┌─ Document segment

This would not be new, Sir Nicholas Carew, above, was a Member of the House of Commons in the late 1520’s and 1530’s, as a Knight of the Shire for Surrey, before he was taken to the Tower of London to be beheaded on 8th March 1539 for treason, on the basis of very dodgy evidence. He was granted the mercy of beheading because he was a Knight of the Garter, and not simply closely connected to King Henry VIII, but related to the King and all his wives, Anne Boleyn was the nearest cousin. Moreover, the King owed his claim to the throne on the basis of Beaufort ancestry, those descended from John of Gaunt’s relationship with Katharine Swinford before his marriage to her who were retrospectively legitimised rather later. Carew’s descent from the Plantagenet’s was entirely legitimate, albeit involving female ancestors, but critically including the Welles, Mowbray’s and the De Clare’s.

Carew was an Esquire to the King, Master of the Horse, and sometime Ambassador to France, where had become close to King Francis, and had earned the confidence of The Pope. He was also a “quangocrat” of his time, who amassed offices of profit, lands and properties. He was a first class tournament contestant, who knew everyone, and who had begun to build a formidable client list. His attendance at the House of Commons seems to have been very patchy, but in many ways he was a man ahead of his time.

When King Henry had lost his strength, but gained paranoia and a legion of enemies, Carew might have been the one to mount a coup, and one of the very few capable of carrying it through to a successful conclusion. If the legitimisation of the Beaufort’s had been reversed, a great deal of our history would be very different. So Sir Nicholas Carew lost his head, but had the last laugh in heaven. King Henry VIII's children left no legitimate descendants, and the Tudor line failed, but Carew’s descendants are all over Burke’s Peerage.

To return to M.P.’s expenses, the interesting question if they were lodged in the Tower of London is whether they should be paid per capita or sine capita?

└─

Set tasks »
1/ Name the families that the passage on Sir Nicholas Carew says were included in his descent from the Plantagenets.
2/ Copy the passage on Sir Nicholas Carew word for word, between "When King Henry" and "or sine capita?", inclusive.

┌─ Information shown

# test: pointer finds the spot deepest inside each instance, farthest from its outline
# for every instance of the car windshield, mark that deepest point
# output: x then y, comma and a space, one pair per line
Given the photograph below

└─

Answers in order »
1/
Welles
Mowbray
De Clare

2/
When King Henry had lost his strength, but gained paranoia and a legion of enemies, Carew might have been the one to mount a coup, and one of the very few capable of carrying it through to a successful conclusion. If the legitimisation of the Beaufort’s had been reversed, a great deal of our history would be very different. So Sir Nicholas Carew lost his head, but had the last laugh in heaven. King Henry VIII's children left no legitimate descendants, and the Tudor line failed, but Carew’s descendants are all over Burke’s Peerage.

To return to M.P.’s expenses, the interesting question if they were lodged in the Tower of London is whether they should be paid per capita or sine capita?